Document passage

[Start of Attachment]

So, workers with monocular vision whose brains have 
compensated so that they could functionally see; workers 
whose high blood pressure is controlled by medication; and 
workers who wear corrective lenses to reach 20/20 vision 
were no longer substantially limited by their impairments, 
and their employers were free to discriminate against them.   
 
It didn't matter that every one of those workers was denied 
a job because they had that very same condition; monocular 
vision, high blood pressure, myopia.  They have no recourse, 
because they have effectively treated their disability.  
 
That's like saying it doesn't matter that I have epilepsy -- 
if I take Phenobarbital to control my seizures, and I do -- 
I am not disabled, and am not protected by ADA.   
 
The Supreme Court wrote me out of my own bill!
 
Well, excuse me, but I wrote this law.  That is not what 
Congress said.  In fact, the House and Senate Committees 
that passed ADA wrote in their reports that corrective 
measures should not -- should not -- be taken into account 
when determining whether a worker has a disability.

[End of Attachment]

Extracted entries
[Start of Attachment]

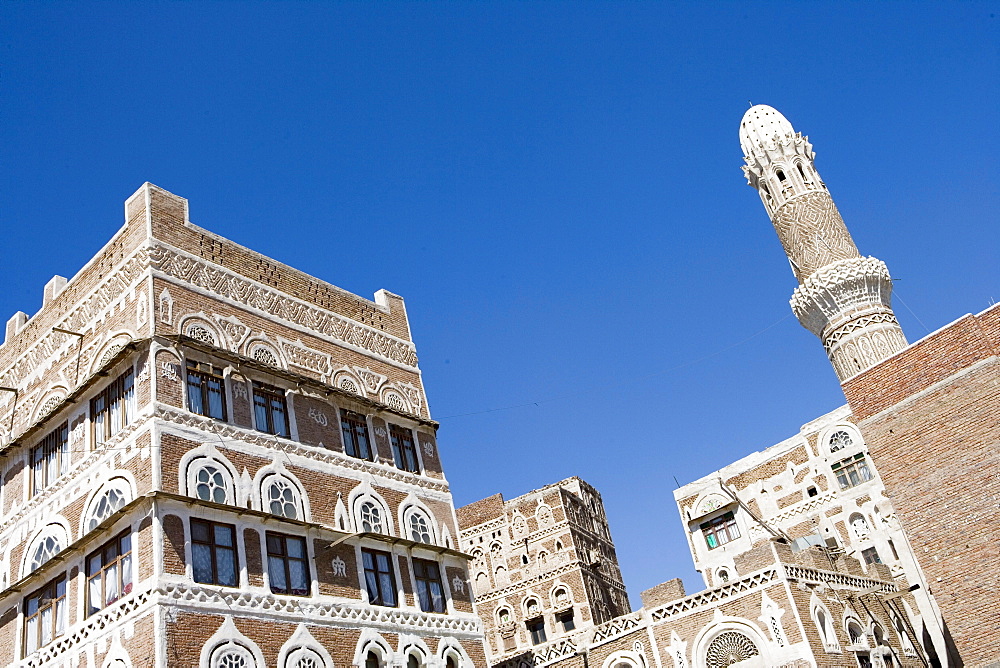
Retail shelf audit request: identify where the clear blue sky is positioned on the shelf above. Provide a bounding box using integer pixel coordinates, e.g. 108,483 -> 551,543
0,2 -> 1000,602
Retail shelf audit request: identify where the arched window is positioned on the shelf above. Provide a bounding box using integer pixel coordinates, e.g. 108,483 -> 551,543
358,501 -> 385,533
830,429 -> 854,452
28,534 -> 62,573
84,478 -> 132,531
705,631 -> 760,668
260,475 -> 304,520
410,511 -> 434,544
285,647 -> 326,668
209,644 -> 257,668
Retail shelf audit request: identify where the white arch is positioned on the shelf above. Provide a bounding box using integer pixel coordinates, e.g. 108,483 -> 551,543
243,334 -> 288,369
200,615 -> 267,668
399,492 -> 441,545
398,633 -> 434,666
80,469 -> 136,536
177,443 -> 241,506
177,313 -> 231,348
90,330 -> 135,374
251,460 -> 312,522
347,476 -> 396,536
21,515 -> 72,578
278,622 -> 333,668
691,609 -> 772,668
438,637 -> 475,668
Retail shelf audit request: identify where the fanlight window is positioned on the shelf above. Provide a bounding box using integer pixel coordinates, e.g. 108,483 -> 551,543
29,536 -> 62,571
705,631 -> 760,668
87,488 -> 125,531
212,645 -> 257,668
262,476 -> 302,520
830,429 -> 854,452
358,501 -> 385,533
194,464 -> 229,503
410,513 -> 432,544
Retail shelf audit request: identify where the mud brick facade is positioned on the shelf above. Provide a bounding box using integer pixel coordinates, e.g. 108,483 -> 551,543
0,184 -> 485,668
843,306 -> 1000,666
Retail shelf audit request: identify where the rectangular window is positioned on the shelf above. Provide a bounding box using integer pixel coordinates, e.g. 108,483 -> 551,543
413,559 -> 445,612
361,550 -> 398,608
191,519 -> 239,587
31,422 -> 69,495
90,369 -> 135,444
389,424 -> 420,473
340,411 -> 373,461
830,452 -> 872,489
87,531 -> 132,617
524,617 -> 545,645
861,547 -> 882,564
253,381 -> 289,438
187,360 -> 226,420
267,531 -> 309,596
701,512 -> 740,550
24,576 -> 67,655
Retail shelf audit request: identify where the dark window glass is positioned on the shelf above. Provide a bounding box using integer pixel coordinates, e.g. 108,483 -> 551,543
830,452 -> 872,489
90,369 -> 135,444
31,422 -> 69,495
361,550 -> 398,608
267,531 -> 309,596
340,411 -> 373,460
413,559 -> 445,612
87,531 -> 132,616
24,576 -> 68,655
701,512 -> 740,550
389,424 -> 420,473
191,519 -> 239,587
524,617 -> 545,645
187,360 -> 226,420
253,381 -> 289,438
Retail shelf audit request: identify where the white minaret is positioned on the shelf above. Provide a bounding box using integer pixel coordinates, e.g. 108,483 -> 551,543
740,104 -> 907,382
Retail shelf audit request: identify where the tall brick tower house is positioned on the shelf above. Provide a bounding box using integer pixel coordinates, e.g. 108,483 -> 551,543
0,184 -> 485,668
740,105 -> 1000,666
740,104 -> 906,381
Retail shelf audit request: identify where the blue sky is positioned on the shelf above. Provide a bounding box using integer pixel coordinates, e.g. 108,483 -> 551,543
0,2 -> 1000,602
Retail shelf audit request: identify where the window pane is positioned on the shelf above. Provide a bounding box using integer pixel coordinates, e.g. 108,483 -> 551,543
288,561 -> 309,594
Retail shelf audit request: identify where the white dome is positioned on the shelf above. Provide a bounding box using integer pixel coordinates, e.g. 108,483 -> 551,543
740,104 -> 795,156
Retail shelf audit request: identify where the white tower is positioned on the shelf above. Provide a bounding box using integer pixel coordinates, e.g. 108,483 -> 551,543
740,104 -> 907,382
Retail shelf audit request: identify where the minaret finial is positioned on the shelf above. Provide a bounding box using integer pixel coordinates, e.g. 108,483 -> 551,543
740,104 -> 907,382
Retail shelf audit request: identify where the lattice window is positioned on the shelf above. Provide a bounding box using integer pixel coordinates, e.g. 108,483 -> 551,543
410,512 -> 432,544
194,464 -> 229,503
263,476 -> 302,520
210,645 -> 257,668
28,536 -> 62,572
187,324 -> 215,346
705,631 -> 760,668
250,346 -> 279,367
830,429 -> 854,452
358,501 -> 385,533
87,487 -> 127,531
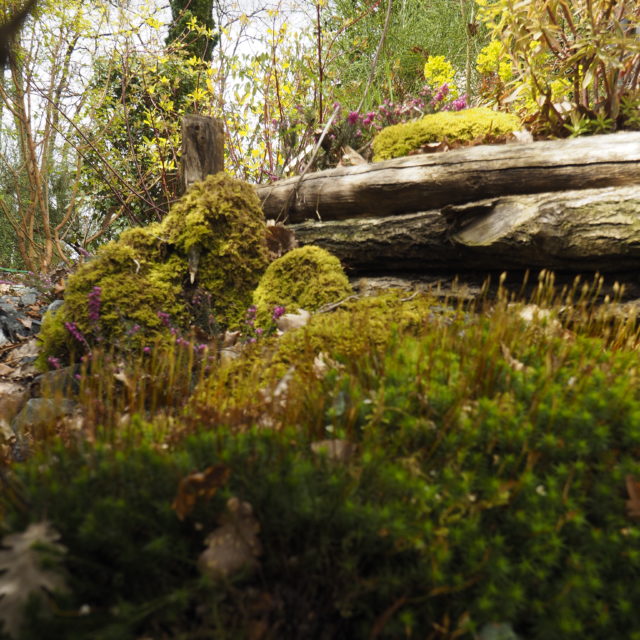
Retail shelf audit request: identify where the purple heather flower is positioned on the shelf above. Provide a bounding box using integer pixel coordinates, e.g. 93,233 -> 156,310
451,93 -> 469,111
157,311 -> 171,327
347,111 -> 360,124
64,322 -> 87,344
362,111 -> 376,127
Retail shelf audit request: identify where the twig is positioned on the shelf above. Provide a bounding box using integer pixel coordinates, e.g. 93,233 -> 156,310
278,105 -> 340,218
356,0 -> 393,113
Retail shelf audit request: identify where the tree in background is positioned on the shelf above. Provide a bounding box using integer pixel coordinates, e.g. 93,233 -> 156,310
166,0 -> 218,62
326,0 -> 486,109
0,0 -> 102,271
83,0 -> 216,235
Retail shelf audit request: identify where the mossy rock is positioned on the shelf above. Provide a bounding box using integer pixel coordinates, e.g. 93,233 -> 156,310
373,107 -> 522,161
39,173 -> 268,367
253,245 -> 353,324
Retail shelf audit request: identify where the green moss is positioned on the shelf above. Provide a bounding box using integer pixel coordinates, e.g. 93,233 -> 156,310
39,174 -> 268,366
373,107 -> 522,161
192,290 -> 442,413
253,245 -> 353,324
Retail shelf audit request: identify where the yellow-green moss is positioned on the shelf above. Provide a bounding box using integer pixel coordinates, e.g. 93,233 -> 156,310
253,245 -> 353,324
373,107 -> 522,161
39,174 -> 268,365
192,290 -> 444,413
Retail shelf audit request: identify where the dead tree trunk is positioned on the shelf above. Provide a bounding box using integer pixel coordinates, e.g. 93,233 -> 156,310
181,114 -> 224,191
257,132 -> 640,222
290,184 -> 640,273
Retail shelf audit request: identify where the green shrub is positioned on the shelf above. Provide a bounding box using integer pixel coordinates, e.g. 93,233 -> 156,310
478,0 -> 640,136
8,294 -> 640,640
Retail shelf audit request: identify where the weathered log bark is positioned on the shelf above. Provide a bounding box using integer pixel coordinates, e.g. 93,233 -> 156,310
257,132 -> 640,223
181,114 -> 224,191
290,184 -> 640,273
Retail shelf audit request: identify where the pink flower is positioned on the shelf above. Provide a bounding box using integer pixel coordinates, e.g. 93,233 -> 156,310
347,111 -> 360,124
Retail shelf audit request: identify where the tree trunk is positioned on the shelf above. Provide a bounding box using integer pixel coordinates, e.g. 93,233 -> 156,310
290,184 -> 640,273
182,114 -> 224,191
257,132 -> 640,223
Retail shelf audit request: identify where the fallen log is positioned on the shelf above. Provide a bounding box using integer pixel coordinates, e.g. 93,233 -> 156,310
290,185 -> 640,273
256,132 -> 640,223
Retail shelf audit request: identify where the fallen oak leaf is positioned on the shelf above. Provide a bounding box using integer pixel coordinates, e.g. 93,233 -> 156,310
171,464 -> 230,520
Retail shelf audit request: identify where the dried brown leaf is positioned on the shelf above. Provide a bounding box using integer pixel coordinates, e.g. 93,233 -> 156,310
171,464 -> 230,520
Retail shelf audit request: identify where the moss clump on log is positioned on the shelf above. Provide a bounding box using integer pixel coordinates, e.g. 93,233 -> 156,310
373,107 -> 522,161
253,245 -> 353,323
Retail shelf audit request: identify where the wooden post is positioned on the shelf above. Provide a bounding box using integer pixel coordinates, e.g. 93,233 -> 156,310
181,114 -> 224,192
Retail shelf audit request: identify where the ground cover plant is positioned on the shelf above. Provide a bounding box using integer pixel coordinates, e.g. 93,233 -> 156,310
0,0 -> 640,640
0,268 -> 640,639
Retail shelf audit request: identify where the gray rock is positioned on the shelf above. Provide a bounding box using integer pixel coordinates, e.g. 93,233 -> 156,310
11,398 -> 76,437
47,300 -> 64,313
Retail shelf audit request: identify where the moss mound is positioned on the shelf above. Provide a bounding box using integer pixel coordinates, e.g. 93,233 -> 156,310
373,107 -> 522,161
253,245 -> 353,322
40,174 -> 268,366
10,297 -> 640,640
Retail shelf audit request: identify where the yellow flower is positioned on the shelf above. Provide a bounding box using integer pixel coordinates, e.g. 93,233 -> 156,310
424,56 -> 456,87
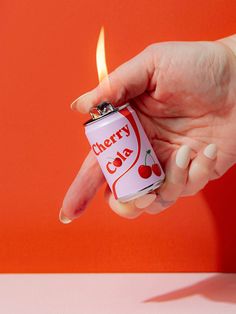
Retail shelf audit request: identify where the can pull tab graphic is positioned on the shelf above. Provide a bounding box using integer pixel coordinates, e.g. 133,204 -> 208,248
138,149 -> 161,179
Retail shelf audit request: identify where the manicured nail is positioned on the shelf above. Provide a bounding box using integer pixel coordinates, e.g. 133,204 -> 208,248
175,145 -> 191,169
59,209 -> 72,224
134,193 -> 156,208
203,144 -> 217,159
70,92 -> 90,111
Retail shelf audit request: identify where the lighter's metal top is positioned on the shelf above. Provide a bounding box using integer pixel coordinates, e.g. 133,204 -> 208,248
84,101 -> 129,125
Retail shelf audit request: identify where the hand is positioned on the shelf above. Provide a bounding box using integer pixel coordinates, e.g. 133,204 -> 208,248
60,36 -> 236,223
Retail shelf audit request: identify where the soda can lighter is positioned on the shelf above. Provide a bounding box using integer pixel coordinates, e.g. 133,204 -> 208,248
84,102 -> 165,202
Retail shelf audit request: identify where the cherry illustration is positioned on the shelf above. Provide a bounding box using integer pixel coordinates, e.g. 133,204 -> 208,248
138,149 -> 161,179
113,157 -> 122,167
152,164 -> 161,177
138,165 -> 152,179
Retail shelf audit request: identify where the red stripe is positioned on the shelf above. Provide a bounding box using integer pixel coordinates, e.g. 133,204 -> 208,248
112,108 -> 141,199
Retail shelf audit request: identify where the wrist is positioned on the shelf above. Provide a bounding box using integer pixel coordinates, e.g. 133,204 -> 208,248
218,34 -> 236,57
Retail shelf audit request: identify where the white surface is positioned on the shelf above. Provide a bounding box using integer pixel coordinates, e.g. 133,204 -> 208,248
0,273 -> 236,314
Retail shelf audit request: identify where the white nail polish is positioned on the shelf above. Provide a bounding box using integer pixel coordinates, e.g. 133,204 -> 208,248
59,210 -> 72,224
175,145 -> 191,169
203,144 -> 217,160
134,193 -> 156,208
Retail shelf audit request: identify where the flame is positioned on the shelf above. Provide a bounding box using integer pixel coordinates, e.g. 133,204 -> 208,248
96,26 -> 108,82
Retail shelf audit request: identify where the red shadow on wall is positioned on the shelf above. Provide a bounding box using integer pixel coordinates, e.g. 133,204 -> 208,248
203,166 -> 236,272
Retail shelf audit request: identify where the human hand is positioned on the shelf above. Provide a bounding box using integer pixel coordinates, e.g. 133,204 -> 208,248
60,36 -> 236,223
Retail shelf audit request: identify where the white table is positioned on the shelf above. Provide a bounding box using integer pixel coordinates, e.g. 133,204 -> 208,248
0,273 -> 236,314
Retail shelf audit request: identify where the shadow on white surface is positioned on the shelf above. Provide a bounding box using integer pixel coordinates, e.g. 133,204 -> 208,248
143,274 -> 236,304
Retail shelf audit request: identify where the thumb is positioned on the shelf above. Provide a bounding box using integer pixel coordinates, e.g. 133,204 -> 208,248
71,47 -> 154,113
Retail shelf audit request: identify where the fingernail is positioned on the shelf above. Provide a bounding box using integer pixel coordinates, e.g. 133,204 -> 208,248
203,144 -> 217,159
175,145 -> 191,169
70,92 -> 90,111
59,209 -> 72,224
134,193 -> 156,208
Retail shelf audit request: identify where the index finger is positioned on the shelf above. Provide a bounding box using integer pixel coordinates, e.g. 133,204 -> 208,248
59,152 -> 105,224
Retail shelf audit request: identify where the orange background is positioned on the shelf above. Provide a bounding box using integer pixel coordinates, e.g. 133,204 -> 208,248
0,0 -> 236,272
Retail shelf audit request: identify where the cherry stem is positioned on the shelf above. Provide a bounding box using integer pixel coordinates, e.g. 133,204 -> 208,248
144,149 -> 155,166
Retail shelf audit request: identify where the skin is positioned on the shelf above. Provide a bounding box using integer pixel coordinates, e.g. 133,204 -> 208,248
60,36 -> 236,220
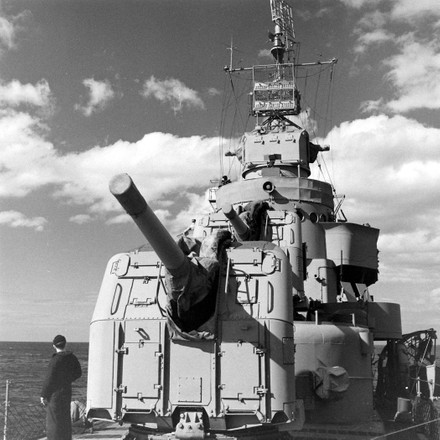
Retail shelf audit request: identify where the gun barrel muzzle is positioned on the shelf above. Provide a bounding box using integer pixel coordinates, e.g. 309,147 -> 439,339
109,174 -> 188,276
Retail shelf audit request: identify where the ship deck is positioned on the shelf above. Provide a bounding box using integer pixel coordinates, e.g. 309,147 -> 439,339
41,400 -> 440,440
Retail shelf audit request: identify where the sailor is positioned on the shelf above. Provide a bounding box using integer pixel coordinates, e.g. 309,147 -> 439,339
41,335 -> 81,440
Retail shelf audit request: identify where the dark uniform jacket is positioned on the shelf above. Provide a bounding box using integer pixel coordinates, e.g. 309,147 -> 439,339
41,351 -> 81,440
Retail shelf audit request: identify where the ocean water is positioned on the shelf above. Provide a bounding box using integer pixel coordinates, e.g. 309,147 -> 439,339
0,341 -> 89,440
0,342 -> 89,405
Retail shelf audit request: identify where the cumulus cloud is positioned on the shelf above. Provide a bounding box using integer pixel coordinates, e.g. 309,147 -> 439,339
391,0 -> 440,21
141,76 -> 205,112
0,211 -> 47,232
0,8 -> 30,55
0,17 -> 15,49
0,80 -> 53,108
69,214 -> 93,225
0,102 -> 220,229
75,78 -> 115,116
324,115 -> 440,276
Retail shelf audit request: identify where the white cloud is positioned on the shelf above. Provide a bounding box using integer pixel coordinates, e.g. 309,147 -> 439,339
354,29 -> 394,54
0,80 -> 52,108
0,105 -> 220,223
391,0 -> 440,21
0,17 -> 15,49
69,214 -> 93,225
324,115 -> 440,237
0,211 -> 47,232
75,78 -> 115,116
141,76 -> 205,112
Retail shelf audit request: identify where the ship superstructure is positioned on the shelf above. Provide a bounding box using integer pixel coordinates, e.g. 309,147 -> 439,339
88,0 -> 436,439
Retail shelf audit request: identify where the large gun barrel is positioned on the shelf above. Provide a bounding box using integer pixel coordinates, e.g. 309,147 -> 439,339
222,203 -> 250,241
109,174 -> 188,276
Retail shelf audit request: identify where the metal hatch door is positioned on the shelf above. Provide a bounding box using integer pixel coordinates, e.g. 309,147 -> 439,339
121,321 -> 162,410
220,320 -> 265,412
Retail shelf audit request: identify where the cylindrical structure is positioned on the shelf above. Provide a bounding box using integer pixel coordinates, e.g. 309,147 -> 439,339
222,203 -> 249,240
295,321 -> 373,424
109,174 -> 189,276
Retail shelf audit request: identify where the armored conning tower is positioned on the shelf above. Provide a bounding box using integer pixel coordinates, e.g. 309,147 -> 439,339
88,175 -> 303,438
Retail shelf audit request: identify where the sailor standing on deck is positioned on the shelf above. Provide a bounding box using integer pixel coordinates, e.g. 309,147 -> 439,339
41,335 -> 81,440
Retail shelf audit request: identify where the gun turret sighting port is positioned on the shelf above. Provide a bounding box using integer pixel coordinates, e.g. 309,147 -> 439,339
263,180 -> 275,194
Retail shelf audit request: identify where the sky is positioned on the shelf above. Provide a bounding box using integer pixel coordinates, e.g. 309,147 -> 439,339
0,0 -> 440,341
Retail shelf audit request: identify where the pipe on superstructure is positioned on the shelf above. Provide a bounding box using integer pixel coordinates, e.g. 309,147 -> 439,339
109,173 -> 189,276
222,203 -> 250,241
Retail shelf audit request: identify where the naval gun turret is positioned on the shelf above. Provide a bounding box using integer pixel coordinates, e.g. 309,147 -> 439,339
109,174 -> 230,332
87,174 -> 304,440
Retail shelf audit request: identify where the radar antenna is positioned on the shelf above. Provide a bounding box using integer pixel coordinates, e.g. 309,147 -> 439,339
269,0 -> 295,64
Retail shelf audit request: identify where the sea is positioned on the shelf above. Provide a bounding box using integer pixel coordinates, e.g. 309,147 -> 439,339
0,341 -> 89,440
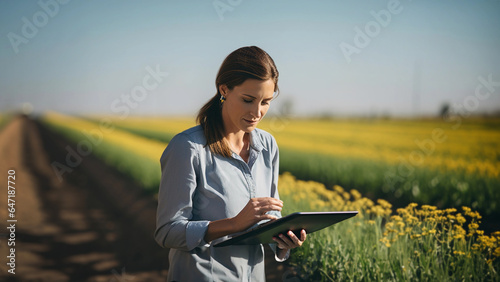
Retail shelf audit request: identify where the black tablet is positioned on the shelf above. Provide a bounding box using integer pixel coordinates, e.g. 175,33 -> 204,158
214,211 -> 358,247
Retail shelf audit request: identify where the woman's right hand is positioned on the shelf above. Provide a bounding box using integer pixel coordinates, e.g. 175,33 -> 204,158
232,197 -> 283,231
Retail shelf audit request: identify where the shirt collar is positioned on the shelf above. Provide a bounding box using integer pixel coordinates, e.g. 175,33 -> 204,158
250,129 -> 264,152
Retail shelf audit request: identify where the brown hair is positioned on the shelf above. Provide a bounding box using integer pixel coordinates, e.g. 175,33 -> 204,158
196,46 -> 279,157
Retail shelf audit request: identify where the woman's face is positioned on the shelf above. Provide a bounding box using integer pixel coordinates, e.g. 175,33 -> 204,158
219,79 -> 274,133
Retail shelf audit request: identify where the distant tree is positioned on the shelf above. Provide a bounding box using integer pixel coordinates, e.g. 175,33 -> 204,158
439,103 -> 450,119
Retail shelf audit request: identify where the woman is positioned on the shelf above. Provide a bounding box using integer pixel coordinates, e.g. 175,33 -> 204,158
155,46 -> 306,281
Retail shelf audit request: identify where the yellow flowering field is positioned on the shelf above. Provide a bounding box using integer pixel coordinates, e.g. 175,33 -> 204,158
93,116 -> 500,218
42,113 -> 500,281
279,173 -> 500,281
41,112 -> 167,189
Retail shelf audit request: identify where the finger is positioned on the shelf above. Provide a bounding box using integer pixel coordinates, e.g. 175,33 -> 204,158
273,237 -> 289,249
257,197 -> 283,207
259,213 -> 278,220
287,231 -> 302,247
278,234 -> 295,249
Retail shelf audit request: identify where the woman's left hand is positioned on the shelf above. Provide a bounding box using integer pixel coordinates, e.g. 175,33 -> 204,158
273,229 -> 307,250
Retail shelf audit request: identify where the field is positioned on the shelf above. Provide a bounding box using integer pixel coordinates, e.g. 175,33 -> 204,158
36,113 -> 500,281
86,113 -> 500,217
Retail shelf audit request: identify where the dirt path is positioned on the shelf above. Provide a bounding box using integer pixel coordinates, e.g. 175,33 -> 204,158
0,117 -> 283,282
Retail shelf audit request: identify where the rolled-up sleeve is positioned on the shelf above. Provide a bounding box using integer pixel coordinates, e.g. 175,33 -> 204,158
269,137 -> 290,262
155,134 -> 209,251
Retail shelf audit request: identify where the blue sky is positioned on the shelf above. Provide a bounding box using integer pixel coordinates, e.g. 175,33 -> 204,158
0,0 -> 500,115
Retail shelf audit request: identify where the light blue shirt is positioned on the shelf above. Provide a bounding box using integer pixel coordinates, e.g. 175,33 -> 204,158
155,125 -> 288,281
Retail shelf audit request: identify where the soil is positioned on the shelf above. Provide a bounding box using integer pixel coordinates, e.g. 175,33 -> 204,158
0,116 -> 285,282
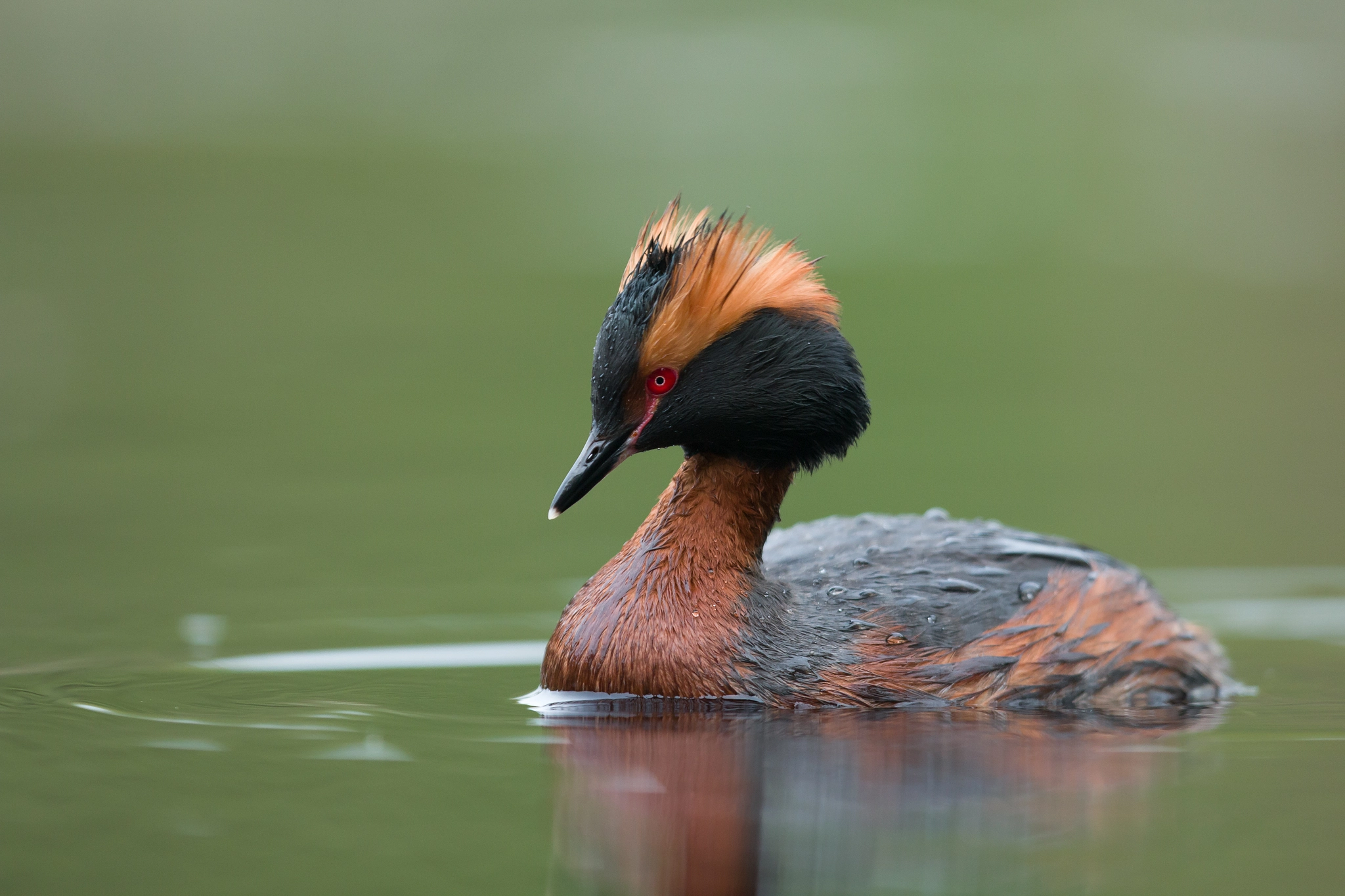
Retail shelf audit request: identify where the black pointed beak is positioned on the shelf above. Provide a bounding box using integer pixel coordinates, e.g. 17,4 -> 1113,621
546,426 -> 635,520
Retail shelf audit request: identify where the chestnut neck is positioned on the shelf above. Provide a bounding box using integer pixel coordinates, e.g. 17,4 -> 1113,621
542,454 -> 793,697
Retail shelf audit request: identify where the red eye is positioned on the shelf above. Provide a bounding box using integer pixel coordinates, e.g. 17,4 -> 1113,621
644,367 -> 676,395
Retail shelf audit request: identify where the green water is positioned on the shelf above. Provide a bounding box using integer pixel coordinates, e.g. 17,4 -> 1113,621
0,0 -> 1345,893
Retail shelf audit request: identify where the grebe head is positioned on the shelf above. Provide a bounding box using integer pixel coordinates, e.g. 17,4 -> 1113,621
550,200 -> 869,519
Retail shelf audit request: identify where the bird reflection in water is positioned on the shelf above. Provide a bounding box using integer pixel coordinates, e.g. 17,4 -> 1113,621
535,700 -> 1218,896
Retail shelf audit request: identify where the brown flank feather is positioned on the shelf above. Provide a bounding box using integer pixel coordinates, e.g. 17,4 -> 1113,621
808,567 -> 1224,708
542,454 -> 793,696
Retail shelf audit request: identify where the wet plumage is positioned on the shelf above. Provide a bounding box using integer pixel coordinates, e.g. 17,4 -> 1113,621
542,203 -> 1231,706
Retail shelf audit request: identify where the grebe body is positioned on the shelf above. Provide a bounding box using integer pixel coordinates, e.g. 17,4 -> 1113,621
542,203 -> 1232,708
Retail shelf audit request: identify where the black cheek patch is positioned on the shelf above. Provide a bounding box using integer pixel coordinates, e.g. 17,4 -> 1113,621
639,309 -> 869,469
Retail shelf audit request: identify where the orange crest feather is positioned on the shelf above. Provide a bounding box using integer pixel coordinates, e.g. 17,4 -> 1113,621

[End of Attachment]

Exercise requirements
(A) According to the ADA passage, what medication does the speaker take to control seizures?
(B) Pick up the ADA passage after its final sentence and continue it.

Answers
(A) Phenobarbital.

(B)
 
Thanks to the occluded legal vision of a handful of 
conservative jurists, it is becoming safe once again to 
discriminate against disabled Americans seeking jobs.  Since 
these Supreme Court decisions, most lower courts have 
applied the Court's interpretation to deny ADA coverage to 
people with disabilities like epilepsy, multiple sclerosis, 
cancer, bipolar disorder and diabetes.
 
This threat of judicial activism can only grow.  We got a 
taste of that this year when President Bush nominated 
Jeffrey Sutton, a known opponent of ADA, to the U.S. Court 
of Appeals.  
 
As a lawyer, Sutton branded core protections passed by 
Congress for the disabled as improper and unneeded.  He 
persuaded the Supreme Court to prohibit state employees with 
disabilities from suing their employers. He argued that 
disabled people should be segregated in institutions.  
Sutton is a disaster for our community, but President Bush 
nominated him and the United States Senate let him through.
 
And Judge Sutton is only the beginning.  There are 16 
vacancies in the Circuit Courts today, and twenty-five more 
in the trial courts.  The next President could nominate 
three or more justices to a Supreme Court that has ADA cases 
on the docket this fall and can expect more tests in the 
near future.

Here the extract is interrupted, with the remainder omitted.